WHAT THIS TASK INVOLVES: Find where "I'd appreciate your help locating every horizon" appears in the records below, then return that line and every later line exactly, stopping only at the last line.

Stored data entries:
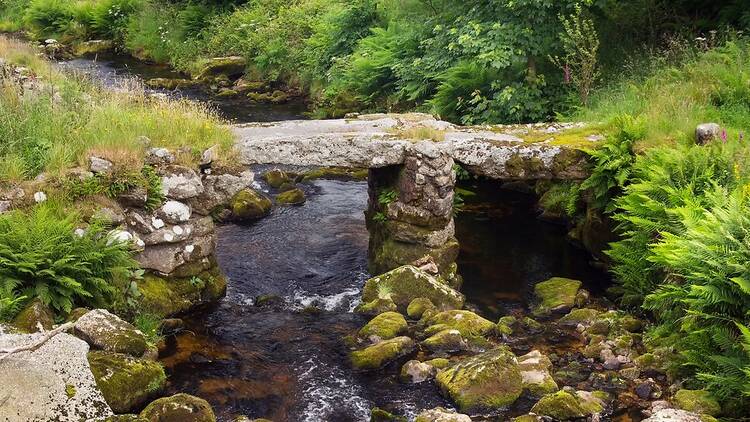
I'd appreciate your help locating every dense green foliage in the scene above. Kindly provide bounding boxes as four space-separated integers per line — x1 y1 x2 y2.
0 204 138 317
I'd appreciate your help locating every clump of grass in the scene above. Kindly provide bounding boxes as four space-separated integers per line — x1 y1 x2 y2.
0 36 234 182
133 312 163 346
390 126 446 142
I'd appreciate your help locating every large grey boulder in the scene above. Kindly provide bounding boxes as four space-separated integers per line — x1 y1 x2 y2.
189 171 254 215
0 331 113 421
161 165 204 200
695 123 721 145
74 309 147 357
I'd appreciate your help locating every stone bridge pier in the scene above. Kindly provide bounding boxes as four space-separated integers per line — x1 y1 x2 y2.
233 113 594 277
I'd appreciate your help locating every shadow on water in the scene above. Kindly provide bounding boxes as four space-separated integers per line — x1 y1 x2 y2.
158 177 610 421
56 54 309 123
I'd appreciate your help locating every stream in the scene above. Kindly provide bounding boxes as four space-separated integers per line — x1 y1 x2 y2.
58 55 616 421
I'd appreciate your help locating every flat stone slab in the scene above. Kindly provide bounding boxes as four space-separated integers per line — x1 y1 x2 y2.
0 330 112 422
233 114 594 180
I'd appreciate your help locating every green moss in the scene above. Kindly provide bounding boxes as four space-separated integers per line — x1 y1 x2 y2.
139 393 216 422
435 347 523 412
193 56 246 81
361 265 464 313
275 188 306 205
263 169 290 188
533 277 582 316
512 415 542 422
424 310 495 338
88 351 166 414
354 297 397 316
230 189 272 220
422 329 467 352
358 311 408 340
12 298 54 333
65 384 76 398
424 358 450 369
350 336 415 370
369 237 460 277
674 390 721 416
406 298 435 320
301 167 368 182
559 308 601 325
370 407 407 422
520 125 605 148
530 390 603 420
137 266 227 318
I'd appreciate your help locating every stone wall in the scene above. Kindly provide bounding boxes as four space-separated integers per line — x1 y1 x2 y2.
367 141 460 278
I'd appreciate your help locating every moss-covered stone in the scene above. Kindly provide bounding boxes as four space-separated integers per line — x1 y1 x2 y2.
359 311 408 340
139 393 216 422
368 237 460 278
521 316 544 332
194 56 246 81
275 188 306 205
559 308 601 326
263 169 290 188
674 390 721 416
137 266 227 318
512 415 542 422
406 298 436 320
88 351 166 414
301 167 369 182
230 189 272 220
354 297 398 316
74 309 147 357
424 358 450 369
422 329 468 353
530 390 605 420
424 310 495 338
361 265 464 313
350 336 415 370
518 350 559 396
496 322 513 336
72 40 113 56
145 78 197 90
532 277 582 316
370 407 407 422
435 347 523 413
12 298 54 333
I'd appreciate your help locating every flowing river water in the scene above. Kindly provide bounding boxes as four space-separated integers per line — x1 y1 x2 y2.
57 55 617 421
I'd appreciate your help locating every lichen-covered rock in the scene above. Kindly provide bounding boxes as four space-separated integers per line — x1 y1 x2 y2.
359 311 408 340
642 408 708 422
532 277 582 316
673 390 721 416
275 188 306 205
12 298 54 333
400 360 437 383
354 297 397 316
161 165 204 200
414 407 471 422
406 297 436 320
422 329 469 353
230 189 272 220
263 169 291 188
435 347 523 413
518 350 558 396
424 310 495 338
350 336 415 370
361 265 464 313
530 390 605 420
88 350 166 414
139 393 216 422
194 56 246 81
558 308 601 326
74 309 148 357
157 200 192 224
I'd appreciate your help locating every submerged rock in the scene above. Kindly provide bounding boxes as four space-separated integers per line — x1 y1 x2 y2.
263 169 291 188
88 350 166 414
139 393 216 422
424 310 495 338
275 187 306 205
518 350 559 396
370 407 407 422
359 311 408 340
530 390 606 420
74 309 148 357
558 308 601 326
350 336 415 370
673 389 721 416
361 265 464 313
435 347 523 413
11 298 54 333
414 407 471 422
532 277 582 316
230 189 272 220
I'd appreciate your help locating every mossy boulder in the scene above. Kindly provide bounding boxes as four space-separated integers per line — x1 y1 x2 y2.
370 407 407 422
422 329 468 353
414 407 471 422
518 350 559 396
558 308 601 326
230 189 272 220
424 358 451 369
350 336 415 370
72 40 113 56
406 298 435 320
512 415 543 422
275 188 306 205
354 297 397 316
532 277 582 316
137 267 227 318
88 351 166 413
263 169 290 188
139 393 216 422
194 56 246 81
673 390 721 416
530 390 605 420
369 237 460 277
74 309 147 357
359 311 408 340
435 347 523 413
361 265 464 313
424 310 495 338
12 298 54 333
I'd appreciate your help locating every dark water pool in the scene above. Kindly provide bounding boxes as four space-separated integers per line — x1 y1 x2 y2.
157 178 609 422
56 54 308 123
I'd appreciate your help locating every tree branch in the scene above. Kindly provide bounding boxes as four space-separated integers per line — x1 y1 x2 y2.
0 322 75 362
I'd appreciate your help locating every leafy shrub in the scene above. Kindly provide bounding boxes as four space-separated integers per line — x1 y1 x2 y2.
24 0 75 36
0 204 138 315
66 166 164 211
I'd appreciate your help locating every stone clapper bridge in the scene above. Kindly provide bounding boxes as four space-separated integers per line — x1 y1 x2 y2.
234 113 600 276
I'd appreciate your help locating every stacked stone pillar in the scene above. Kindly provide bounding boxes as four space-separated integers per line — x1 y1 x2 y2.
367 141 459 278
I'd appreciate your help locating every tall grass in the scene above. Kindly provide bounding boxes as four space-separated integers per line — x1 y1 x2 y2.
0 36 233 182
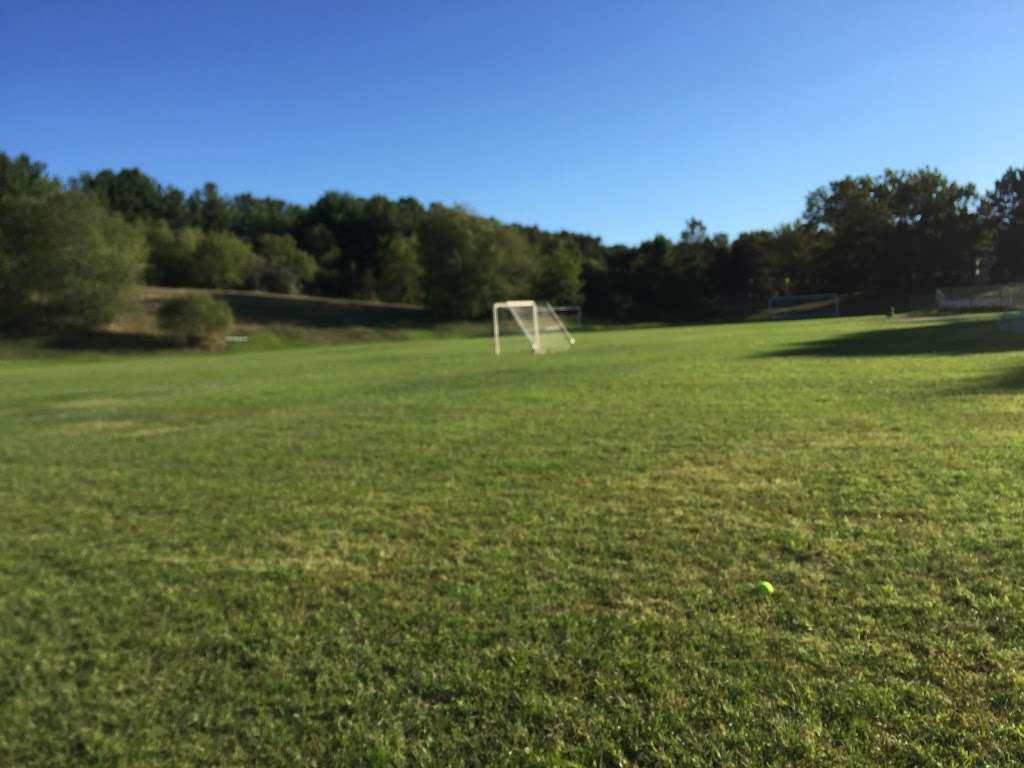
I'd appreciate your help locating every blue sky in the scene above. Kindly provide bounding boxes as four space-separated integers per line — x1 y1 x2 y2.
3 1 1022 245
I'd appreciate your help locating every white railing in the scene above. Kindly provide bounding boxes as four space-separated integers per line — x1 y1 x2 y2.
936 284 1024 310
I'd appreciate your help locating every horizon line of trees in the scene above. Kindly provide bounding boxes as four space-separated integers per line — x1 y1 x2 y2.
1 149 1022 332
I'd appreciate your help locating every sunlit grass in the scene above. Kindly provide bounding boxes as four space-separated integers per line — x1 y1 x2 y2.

ANSWER SECTION:
I'd appreciate your help locating every horizon line of trees in the scene above. Kindly provide bounding boxes as four space-separated integers per line — x1 y1 x2 y2.
1 149 1022 332
I'd appreciate your help locating every sunlit grass in the scene above. Kindly provide bounding boxes as four space-separated integers per line — x1 y1 x2 y2.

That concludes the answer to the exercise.